▶ _Short problem_
Rescale the entries from the line with "Exercise. Point out every instance of the silhouette of bale" to the line with "point(16, 222)", both ends included, by rewriting every line with the requests unchanged. In the answers, multiply each x and y coordinate by 1.55 and round it to a whole number, rounding halves up.

▶ _Records for this exercise_

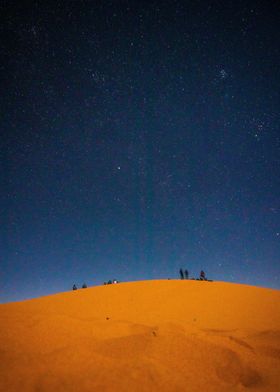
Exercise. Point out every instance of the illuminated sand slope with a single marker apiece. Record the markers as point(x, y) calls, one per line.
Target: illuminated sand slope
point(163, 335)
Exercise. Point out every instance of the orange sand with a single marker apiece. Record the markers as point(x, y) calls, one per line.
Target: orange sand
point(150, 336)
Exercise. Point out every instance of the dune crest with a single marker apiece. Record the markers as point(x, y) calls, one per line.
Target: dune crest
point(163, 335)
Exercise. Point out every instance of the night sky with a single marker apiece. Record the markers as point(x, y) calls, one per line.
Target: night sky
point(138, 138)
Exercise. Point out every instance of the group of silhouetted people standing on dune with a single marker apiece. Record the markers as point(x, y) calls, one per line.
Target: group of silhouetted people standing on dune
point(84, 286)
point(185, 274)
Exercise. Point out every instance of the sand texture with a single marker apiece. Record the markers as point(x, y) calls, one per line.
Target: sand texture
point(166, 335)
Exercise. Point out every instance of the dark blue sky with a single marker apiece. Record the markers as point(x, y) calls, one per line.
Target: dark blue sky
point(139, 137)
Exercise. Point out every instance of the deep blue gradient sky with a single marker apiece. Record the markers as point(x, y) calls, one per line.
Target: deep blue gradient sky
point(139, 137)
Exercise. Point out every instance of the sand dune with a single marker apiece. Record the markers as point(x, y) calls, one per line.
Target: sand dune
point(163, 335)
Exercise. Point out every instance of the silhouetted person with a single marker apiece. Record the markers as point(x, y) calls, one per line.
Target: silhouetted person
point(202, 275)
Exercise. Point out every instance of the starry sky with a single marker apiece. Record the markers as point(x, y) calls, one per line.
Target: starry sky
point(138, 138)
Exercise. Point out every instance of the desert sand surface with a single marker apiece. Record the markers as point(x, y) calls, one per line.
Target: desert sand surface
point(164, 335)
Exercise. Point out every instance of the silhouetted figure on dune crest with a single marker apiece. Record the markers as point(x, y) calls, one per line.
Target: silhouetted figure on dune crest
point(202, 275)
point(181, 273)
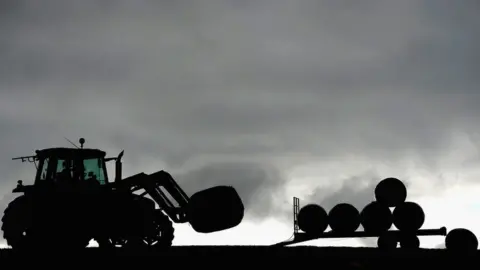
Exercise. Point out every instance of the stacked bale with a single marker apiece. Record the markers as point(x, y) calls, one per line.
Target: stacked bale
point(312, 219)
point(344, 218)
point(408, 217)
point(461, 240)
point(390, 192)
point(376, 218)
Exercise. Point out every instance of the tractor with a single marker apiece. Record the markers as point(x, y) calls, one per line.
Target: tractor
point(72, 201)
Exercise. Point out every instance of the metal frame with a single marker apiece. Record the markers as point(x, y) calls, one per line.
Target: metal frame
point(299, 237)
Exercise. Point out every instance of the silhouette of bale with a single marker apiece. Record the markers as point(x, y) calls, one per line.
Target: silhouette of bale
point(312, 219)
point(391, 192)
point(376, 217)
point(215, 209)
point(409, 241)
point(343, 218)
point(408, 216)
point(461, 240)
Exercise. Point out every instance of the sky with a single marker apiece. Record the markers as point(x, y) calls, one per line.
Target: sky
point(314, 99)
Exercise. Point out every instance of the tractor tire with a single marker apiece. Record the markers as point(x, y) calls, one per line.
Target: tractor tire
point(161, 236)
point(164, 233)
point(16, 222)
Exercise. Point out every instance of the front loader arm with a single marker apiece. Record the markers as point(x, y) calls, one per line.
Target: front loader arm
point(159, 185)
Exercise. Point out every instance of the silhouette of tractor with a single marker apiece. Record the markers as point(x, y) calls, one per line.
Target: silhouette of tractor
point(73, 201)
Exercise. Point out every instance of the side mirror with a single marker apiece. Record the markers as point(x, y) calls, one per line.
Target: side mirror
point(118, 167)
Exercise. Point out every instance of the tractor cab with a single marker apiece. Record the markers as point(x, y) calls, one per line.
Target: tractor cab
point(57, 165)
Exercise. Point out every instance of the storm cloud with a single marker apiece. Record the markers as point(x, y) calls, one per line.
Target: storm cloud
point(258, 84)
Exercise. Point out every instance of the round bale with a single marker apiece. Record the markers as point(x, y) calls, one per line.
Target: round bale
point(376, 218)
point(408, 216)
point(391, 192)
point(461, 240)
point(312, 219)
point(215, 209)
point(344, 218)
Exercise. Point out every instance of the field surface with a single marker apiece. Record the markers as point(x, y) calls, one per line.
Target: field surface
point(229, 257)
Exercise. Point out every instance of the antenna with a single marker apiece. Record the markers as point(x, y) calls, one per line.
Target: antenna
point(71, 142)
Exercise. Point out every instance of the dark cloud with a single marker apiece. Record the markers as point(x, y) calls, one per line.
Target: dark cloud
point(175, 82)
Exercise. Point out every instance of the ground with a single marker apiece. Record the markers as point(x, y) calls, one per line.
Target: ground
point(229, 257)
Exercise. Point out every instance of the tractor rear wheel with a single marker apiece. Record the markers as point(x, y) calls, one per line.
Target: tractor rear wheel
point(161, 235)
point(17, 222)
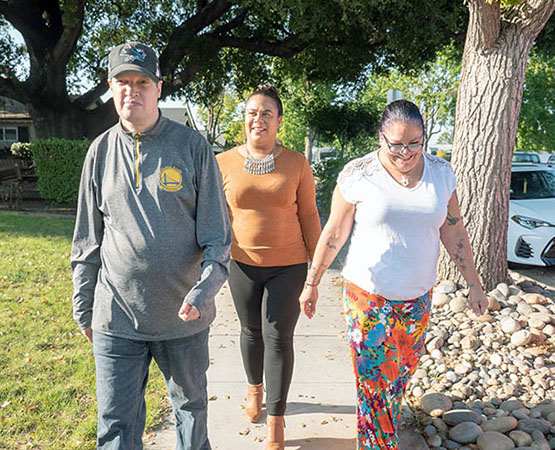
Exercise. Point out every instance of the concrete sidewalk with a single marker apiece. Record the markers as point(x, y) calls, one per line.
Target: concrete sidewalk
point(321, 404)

▶ _Answer to this task_
Exercise. Point out every instance of the silhouette of bale with a single marker apiece. Record the markers as point(x, y) calls, one per line.
Target: silhouette of bale
point(484, 339)
point(606, 298)
point(583, 336)
point(333, 324)
point(634, 374)
point(532, 338)
point(632, 335)
point(715, 372)
Exercise. Point out every instance of the sky with a single marker apiece. Record the markers as point(x, y) calls, one per line.
Target: sky
point(487, 153)
Exercise. Point out every instance of the tractor tire with a single marker apiece. Record the markers as point(x, y) calls, one per line.
Target: tractor tire
point(250, 366)
point(254, 361)
point(25, 344)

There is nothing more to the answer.